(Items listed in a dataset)
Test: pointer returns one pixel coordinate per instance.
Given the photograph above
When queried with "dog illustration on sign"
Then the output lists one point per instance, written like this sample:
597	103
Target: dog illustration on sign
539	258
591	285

• **YOUR TASK**
Repeat only the lines running from the line that contains "Then the output" through the last line above, inclusive.

• **OUTPUT OF THE EXERCISE**
Then the output lists one point per instance, written like this sample:
597	103
Target: dog illustration on sign
539	258
591	285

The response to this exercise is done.